BRIEF =
Locate the line that contains "positive clicks: (551, 174)" in the entries below, then repeat it and every following line through the line that contains "positive clicks: (257, 228)", exactly, and no others.

···

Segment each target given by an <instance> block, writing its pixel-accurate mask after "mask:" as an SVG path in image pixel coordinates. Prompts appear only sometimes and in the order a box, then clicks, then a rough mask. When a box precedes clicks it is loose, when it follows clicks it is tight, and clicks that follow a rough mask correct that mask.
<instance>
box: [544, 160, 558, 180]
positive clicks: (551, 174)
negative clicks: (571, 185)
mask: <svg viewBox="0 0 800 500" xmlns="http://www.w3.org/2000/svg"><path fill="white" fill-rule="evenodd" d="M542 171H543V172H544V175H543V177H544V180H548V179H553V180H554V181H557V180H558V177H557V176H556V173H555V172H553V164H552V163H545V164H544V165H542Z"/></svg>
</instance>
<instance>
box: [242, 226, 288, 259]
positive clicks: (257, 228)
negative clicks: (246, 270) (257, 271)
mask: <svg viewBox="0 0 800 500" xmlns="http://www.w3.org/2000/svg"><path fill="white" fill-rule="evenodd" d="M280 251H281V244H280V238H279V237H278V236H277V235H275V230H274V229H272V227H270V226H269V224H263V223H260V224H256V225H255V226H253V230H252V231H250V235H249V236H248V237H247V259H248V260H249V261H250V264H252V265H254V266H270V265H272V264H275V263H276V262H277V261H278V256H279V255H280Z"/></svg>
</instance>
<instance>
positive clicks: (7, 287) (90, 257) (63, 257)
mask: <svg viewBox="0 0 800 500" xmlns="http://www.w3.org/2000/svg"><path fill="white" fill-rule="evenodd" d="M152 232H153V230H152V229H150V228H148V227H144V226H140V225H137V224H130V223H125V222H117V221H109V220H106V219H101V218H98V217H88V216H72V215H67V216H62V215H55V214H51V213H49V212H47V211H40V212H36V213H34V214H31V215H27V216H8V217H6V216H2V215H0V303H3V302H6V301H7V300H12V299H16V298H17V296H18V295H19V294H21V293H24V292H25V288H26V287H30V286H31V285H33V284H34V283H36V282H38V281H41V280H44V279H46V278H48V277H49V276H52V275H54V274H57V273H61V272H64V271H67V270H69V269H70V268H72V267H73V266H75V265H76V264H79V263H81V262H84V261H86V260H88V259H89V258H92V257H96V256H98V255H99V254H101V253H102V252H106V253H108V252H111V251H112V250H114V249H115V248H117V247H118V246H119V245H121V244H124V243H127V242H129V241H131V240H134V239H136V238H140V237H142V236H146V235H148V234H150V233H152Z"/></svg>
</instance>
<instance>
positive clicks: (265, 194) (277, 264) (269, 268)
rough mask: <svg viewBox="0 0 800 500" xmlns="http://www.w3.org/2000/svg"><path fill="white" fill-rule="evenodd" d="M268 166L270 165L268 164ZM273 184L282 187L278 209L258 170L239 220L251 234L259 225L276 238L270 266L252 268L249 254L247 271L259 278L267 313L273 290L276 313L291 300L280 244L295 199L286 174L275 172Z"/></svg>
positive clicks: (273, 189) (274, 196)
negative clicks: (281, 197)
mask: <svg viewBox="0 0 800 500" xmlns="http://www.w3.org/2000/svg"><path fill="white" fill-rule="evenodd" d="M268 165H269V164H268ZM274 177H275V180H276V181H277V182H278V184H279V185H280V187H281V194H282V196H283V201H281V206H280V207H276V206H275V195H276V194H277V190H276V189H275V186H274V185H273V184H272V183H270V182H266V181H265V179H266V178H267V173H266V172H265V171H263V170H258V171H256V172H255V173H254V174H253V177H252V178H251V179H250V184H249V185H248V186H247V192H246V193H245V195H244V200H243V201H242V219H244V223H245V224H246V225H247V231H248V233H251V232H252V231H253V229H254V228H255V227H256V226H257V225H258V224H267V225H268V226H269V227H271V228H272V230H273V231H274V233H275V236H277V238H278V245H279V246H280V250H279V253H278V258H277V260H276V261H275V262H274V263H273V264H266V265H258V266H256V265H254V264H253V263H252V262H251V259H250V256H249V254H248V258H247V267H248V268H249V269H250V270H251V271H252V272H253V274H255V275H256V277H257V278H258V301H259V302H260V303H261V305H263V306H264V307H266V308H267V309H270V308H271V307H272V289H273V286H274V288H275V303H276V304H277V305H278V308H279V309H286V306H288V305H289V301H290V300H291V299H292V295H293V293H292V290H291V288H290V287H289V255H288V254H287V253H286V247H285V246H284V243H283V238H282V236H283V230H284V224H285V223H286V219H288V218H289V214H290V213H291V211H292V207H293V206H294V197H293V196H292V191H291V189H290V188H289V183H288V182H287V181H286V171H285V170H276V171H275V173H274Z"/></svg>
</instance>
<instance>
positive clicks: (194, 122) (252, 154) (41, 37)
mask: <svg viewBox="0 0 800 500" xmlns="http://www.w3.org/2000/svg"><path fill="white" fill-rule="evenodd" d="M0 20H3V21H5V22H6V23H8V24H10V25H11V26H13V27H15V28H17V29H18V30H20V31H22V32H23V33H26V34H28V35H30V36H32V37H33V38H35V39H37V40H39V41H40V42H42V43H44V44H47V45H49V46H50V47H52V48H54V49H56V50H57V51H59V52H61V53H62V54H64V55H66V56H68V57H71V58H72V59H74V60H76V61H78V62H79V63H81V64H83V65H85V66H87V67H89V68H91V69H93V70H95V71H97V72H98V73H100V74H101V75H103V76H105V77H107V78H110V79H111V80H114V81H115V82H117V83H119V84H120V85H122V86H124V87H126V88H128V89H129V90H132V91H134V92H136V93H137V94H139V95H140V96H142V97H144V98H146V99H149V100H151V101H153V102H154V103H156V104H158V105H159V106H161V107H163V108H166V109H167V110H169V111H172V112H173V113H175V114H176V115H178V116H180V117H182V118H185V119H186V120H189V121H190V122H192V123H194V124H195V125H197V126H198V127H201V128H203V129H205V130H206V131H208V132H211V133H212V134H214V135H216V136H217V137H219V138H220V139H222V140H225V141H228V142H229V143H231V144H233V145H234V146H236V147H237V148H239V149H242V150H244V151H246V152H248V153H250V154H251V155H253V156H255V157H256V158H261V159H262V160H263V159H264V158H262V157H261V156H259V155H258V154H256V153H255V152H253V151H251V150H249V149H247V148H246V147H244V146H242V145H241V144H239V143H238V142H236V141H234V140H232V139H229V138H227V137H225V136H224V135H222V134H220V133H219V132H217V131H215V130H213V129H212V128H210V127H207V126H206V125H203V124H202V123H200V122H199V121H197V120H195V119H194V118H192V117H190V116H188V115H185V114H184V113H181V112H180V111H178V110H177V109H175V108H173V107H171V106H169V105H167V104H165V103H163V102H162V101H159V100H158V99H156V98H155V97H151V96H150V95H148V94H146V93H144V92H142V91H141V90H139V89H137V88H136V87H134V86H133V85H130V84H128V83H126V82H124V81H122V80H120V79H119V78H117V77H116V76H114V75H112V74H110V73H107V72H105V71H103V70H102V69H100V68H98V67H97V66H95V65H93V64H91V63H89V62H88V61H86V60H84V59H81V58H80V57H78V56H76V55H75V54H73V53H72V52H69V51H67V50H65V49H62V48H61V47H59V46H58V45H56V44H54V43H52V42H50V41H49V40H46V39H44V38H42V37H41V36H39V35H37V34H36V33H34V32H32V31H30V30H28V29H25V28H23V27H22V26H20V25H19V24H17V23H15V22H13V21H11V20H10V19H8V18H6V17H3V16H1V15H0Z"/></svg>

···

OUTPUT =
positive clicks: (551, 174)
negative clicks: (571, 185)
mask: <svg viewBox="0 0 800 500" xmlns="http://www.w3.org/2000/svg"><path fill="white" fill-rule="evenodd" d="M542 171H543V172H544V175H543V177H544V180H548V179H553V180H554V181H557V180H558V177H557V176H556V173H555V172H553V164H552V163H545V164H544V165H542Z"/></svg>
</instance>
<instance>
box: [242, 226, 288, 259]
positive clicks: (257, 228)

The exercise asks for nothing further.